Your assignment:
In the passage about nervousness around large groups of men, what did the writer try a few times without getting help?

(Passage provided Opens)

I have to admit, around a large group of men, I do tend to get nervous. Maybe it's an instictive reaction, maybe it's taught, but my first move is to "conquor" the group and make myself the one in charge. This usually involves violence, and I am damn scared of fighting. I push past the fear, which is ver, very hard, and do it anyway. I take control of the group, irregardless of the cost to myself. I must always be in control, no matter what type of people, or what group I am in. I guess violence is bred into me, although I hope not. Please offer comments, suggestions, etc of what is wrong with me. I tried to see a shrink a few times, but none were even close to helping me. Thank you
 
I am not sure completely how I learned to be a man then, because the adult men in my life during childhood and adolescents were the assholes who abused me. I guess it is like what we learn from our parents though. We learn how either we want to be or not want to be. Perhaps I patterned myself to be as much opposite of 'them' as possible. Or perhaps being more raised by my mother and grandmother had influence on who I turn out to be. I am not sure.

(Passage provided Closes)
(Entries shown Opens)

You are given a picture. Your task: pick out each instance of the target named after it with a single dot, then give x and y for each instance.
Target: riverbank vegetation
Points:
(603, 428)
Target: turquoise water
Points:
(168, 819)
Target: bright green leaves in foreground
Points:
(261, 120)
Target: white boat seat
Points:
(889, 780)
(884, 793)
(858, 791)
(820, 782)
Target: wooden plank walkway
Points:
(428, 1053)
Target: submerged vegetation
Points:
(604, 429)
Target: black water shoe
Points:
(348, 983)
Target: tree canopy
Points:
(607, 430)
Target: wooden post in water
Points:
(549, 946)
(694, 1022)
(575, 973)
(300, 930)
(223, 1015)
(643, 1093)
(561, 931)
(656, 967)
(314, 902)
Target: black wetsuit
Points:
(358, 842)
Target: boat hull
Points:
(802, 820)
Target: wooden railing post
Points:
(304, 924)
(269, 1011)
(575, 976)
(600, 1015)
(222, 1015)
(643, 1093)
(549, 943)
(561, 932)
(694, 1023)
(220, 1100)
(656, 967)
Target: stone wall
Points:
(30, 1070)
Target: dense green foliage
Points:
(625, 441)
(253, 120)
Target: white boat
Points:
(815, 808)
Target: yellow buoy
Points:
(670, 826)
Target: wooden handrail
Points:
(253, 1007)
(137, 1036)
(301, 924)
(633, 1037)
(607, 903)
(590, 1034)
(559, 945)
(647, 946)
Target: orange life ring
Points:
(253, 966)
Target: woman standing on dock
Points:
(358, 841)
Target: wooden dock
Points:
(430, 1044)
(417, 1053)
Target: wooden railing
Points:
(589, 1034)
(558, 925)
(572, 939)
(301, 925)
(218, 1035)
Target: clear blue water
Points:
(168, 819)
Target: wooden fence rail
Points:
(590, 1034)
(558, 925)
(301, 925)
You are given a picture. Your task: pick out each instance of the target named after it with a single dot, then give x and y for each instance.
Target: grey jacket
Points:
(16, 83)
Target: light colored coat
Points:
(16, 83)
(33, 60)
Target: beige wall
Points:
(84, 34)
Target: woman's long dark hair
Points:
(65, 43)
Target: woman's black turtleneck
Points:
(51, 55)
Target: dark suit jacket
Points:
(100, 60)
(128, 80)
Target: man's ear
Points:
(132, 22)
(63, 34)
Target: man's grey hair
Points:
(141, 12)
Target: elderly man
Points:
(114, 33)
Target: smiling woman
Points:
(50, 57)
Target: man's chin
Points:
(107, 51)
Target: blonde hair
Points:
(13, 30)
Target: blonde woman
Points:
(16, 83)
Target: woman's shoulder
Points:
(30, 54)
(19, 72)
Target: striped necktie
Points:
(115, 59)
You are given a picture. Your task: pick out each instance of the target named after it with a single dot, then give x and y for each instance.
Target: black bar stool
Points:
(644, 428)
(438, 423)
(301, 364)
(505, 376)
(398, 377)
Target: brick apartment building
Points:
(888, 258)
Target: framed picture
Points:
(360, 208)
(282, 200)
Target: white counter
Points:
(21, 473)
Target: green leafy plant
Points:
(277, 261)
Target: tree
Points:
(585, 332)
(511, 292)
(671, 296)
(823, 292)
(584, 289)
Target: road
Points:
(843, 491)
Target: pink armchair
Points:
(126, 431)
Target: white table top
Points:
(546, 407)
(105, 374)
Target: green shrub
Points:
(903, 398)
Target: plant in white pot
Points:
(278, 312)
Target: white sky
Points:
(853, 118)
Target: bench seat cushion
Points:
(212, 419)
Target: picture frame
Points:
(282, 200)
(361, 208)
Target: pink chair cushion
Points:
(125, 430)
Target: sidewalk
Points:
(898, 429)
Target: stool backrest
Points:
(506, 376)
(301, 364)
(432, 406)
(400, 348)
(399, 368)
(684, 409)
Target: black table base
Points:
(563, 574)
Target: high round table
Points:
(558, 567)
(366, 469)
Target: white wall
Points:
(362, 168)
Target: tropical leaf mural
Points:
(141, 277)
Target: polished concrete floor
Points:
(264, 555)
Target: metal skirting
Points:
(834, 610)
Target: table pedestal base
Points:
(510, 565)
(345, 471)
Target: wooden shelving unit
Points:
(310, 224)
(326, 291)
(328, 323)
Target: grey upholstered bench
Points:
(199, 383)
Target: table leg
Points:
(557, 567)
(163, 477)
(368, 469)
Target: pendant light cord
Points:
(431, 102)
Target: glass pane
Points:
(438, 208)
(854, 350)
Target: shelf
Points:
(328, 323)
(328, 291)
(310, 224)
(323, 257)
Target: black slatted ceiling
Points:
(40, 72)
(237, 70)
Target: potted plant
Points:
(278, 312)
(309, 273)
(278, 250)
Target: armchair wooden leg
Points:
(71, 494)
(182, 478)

(Entries shown Closes)

Task solution:
Seeing a shrink, though none came close to helping.